REQUIREMENTS:
• A. In the film reviews, what running length is listed for Ballad of a Soldier?
• B. Transcribe a passage of the film reviews word for word, beginning at the words "It seems to" and stopping after "bleak or angry.".
• C. Write the next part of the film reviews, picking up after their final sentence.

EXCERPT TO READ:
:::

There’s style here undoubtedly: its tale of a down-on-his-luck gambler looking for one last big score by staging a heist has been cribbed for so many subsequent films that it can’t help but feeling like cliché. The plot’s not all that later filmmakers (not least early Godard and all his fanboy imitators) would take — the use of music, the laid-back style, the pop culture references (all those film posters; Breathless really did owe a lot to Melville). The problem is — and I concede this may just be because I’ve seen all its imitators first — I wasn’t grabbed by it. It looks great but these guys all feel like empty archetypes, and the young woman’s ​characterisation appears to be undressing in various men’s apartments.


FILM REVIEW: Criterion Collection
Director/Writer Jean-Pierre Melville | Cinematographer Henri Decaë | Starring Roger Duchesne, Isabelle Corey | Length 102 minutes || Seen at a friend’s home (DVD), London, Sunday 26 March 2017

Criterion Sunday 148: Ballada o soldate (Ballad of a Soldier, 1959)

It seems to me that f you’re going to do an “anti-war” film, this is the best kind of template. Without any speechifying or overt statements, Ballad of a Soldier makes its position clear about how wrenching and difficult war can be, by the simple expedient of its unadorned story. A simple country lad (Vladimir Ivashov), thrust into a pan-European conflict, travels back home just to hug his mother for one last time. It’s sweet without being sentimental, and affecting without being bleak or angry.


FILM REVIEW: Criterion Collection
Director Grigori Chukhrai | Writers Valentin Yezhov and Grigori Chukhrai | Cinematographers Vladimir Nikolayev and Era Savelyeva | Starring Vladimir Ivashov, Zhanna Prokhorenko | Length 88 minutes || Seen at a friend’s home (DVD), London, Sunday

Criterion Sunday 147: Huayang Nianhua (In the Mood for Love, 2000)

There’s a lot of stuff you can latch onto in this film, but yet it feels so difficult to pin down or talk about because it is so fraught. It’s about people being evasive, who don’t want to be seen to be doing the wrong thing and who, at a certain level, live their lives within the frame the narrative creates for them and the camera allows them — I’m not sure if they can exist beyond these 90-something minutes and I’m not sure if I want them to. Anyway I’m being a bit vague because I can’t really pin down how I feel but when I first saw this 16 years ago I wasn’t married, and who knows what it’ll be like in another 16, but I’m fairly sure I’ll still love it, and maybe I’ll even have a deeper sense of it. In any case, Wong is clearly infatuated with Godard but luckily that doesn’t determine the course of the film: this is very much its own thing. Doomed romance, that yearning soundtrack, Maggie Cheung’s high-necked cheongsam dresses, the rain, the endless food being dished up, the smoke, the empty corridors. All of it.

:::

MATERIAL:

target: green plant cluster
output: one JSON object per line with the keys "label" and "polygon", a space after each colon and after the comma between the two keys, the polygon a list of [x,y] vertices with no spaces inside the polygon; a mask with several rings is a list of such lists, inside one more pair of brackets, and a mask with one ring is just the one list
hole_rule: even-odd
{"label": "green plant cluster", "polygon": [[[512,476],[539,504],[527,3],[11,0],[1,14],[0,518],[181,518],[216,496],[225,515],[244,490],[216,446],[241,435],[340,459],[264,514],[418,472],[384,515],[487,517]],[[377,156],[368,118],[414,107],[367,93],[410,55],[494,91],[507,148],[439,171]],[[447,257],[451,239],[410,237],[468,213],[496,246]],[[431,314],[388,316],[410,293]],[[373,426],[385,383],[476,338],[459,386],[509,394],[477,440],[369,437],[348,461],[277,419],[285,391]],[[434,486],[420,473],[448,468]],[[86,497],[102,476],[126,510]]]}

:::

THE RESULTS:
• A. 88 minutes

• B.
It seems to me that f you’re going to do an “anti-war” film, this is the best kind of template. Without any speechifying or overt statements, Ballad of a Soldier makes its position clear about how wrenching and difficult war can be, by the simple expedient of its unadorned story. A simple country lad (Vladimir Ivashov), thrust into a pan-European conflict, travels back home just to hug his mother for one last time. It’s sweet without being sentimental, and affecting without being bleak or angry.

• C.
Criterion Extras: There’s a short film called Huayang de Nianhua made up of archival clips, beguiling images of old (and to me, unknown) Chinese actresses, like a hint at what Wong was thinking about while making his feature.


FILM REVIEW: Criterion Collection
Director/Writer Wong Kar-wai | Cinematographers Christopher Doyle and Mark Lee Ping-Bin | Starring Maggie Cheung, Tony Leung | Length 98 minutes || Seen at Embassy, Wellington, Tuesday 24 July 2001 (and most recently on DVD at a friend’s home, London, Sunday 5 March 2017)

Criterion Sunday 146: Letyat zhuravli (The Cranes Are Flying, 1957)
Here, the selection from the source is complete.